◆ Requirement: A verbatim copy of the line containing "Target: flower bud" and all lines after it, up to and including the final line of the records, is the only acceptable output.

◆ Dataset excerpts:
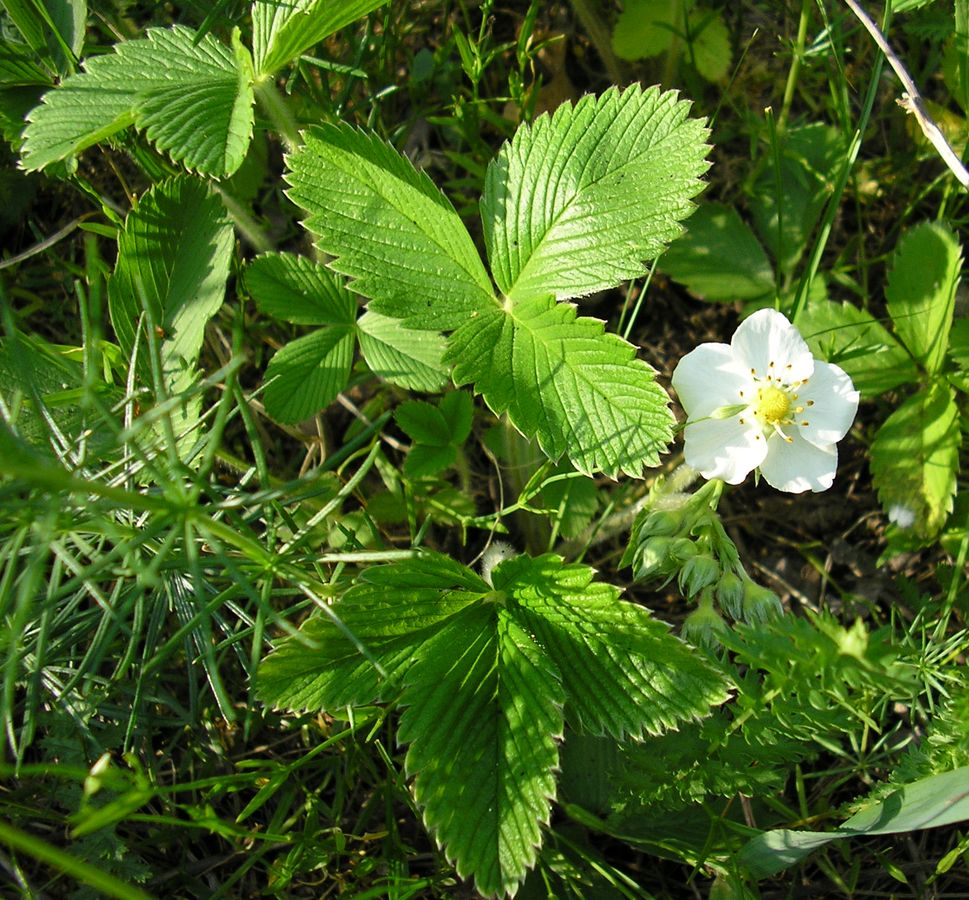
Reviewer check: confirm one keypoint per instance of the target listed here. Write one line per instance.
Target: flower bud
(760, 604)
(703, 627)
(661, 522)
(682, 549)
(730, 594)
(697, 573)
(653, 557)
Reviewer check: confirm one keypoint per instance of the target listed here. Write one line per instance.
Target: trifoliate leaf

◆ Response box:
Target: flower bud
(760, 604)
(703, 627)
(661, 522)
(682, 549)
(730, 594)
(697, 573)
(653, 557)
Reviewer check: confirm one keypoint per instance of the target listed here. Write one line per instance.
Target: trifoliate leaf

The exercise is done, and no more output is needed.